» **Textausschnitt**
Burbach. . Zum Endes des Zweiten Weltkriegs war der Flugplatz Lippe hart umkämpft. LWL-Archäologe Dr. Manuel Zeiler dokumentiert jetzt die Ausgrabungen.
Was im März 1945 am Siegerland-Flughafen passierte, ist schwer zu rekonstruieren. Durch Angriffe der Alliierten wurde der damalige Flugplatz Lippe der Luftwaffe zerstört, so viel steht fest. Bei Ausgrabungen hat die LWL-Archäologie viele Relikte der Infrastruktur aus der Nazizeit gefunden, die Archäologe Dr. Manuel Zeiler von der LWL-Außenstelle Olpe in einem Aufsatz dokumentiert.

» **Arbeitsanweisung**
Schreibe den Textausschnitt über die Ausgrabungen am früheren Flugplatz Lippe im Anschluss an seinen letzten Satz weiter.

Daten zum Zeigen auf Regionen:
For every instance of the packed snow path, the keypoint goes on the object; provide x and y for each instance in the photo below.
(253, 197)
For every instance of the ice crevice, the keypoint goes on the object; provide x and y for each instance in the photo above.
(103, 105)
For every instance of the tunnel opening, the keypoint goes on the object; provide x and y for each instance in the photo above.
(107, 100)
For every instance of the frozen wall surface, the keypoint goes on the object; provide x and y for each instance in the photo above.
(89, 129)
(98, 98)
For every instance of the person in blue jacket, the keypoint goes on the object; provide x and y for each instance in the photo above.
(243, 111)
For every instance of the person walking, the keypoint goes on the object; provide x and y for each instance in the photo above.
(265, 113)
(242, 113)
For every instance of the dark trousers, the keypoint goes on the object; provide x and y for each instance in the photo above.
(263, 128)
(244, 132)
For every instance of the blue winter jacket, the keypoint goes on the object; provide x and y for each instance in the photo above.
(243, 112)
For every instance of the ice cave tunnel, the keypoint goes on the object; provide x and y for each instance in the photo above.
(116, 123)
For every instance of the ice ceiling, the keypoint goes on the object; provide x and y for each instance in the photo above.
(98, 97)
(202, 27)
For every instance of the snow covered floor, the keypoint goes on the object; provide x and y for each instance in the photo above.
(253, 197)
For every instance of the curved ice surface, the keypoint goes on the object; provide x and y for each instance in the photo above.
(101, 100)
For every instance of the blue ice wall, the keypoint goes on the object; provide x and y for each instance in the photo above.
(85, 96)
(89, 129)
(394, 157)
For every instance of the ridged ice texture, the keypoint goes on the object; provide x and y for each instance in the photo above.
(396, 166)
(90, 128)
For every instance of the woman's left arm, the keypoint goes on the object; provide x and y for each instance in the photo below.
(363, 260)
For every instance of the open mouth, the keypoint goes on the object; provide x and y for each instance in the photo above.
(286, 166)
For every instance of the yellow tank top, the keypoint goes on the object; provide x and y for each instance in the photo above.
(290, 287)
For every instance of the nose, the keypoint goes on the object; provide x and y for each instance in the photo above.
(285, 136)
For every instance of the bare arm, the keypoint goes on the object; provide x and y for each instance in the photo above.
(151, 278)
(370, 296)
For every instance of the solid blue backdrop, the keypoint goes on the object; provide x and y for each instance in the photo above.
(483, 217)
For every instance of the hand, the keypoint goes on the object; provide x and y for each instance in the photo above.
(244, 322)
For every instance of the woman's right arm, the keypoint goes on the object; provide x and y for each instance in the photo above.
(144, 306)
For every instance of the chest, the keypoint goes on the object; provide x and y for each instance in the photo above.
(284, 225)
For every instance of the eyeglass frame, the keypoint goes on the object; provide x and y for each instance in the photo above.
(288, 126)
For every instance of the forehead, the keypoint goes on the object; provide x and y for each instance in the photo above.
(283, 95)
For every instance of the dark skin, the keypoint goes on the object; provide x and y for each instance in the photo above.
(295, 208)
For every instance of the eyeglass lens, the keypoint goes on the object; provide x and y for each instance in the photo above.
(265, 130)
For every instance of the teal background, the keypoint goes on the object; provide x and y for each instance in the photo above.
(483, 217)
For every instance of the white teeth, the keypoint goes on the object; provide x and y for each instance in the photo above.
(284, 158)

» **Antwort zur Aufgabe**
Anker der Erinnerung
Obwohl nicht außergewöhnlich umfangreich, waren die Grabungen am Siegerland-Flughafen die „bislang umfangreichsten zum Zweiten Weltkrieg im Siegerland“, so Dr. Manuel Zeiler. Die Arbeiten hätten gezeigt, dass großräumigere Untersuchungen historisch relevante Ergänzungen liefern.
„Der Allgemeinheit ist zudem wenig klar, wie massiv zivile und militärische Einrichtungen des NS-Systems das Stadtbild sowie die Umgebung prägten und welche großen Flächen von ihnen eingenommen wurden.“
Zeilers Appell: Bauwerke oder Bodendenkmäler dürften als Anker der Erinnerungskultur nicht vollständig verschwinden.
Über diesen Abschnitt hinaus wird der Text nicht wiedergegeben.